─── MATERIAL FOR THIS EXERCISE ───

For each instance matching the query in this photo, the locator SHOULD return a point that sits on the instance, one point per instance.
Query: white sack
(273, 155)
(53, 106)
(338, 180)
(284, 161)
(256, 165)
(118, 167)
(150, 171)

───

## INSTRUCTIONS TO FOLLOW
Reprint the listing above. Keep every line exactly as it is.

## ANSWER SPACE
For each instance matching the query in this photo, the locator SHOULD return a point that sits on the instance, one point per instance.
Query: white sack
(273, 155)
(53, 106)
(338, 180)
(284, 161)
(256, 165)
(118, 167)
(150, 171)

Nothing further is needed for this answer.